Exercise set:
1. In the text on dreams and sleep, retype the passage that begins at the words "Stage 2 takes" and stops after "(non-rapid eye movement)".
2. Answer from the text on dreams and sleep:
(a) What does the writer often guide people to keep?
(b) Within how many minutes of the sleep process does the transitional phase of sleep fall?
(c) During which stage of sleep do the most vivid and memorable dreams occur?

Text section START

Sigmund Freud defined dreams as a disguised fulfillment of a repressed wish. In the mental health field, doctors use Oneiroscopy which is the study of patient's mental status by analyzing their dreams. Alas, one does not have to be a doctor to understand or evaluate dreams. This is demonstrated in one field by simply entering a book store and finding a book on dream analysis. However, interpreting dreams through a book is can be misguiding as it would be by buying a set of tarot cards and taking the death card as a literal translation that one will die.

I often guide people to discipline themselves to keep a dream diary or journal. It doesn't have to be fancy. A notebook and pencil will do fine. The goal is, upon wakening, to immediately write down as much of the dream that they can remember in the book. By having dated pages with dream entries, a person without any special training can often unfold explanations in their subconscious to situations or events that could be affecting them in a way that they might not be consciously able to recognize. This includes stress, upset, anger, fear, job insecurities, mourning the loss of someone, worry of children, etc. And, unlike Sigmund Freud, what you discover has nothing to do with sexual frustrations and your mother! :lol:

There are people who claim that they never dream. This could happen possibly due to sleep medications or other sleep aids. It could also be that they are not achieving all four stages of sleep. Dreams can often be absent in a person's memory if they are also exhausted. The transitional phase of sleep is within the first 15 minutes of the sleep process. The next four levels of sleep repeat every 90 to 120 minutes in cycles until the waking process begins. However the most vivid and memorable dreams occur during the REM stage of sleep. This is the last stage of the sleep cycle before it begins again. For a normal night, people can dream in several phases, even though upon waking it might seem like it was all one dream.

In stage 1, your body is relaxing, slowing your heart rate, lowers your body temperature and your body is being prepared to enter a deep sleep.

Stage 2 takes your body to a deeper level of what occurs in stage 1. There is a deeper relaxation of your muscles, more of a decrease in body temperature and your body starts sending blood flow and oxygen to your organs and limbs to restore your body from a long day. By the end of this stage you are completely asleep. You have entered into NREM sleep (non-rapid eye movement)

Text section END
Extracted material START

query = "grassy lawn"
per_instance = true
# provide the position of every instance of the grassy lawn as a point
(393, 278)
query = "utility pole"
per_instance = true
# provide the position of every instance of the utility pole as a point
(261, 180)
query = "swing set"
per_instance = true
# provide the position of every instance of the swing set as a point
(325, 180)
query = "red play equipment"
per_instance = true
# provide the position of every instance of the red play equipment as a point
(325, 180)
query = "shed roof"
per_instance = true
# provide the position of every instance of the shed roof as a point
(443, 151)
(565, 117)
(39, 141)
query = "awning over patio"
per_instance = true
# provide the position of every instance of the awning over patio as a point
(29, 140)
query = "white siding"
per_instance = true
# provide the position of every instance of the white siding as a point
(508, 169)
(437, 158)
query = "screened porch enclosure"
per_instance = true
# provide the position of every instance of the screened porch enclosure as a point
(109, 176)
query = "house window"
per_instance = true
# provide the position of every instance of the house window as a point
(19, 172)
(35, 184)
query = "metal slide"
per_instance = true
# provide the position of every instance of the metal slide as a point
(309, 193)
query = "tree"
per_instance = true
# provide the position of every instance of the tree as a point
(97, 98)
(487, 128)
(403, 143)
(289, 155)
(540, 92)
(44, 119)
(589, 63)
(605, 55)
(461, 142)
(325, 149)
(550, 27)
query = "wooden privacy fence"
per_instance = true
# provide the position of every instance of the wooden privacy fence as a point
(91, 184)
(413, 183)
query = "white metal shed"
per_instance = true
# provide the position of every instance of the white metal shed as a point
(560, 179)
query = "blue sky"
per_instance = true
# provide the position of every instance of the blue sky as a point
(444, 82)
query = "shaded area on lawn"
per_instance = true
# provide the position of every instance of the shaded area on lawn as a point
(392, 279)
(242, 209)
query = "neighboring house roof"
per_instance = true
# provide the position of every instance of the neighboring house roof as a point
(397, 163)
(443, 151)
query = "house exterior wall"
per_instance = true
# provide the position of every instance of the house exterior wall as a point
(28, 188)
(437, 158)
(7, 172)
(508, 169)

Extracted material END

Solutions by task:
1.
Stage 2 takes your body to a deeper level of what occurs in stage 1. There is a deeper relaxation of your muscles, more of a decrease in body temperature and your body starts sending blood flow and oxygen to your organs and limbs to restore your body from a long day. By the end of this stage you are completely asleep. You have entered into NREM sleep (non-rapid eye movement)

2.
(a) A dream diary or journal.
(b) The first 15 minutes.
(c) The REM stage.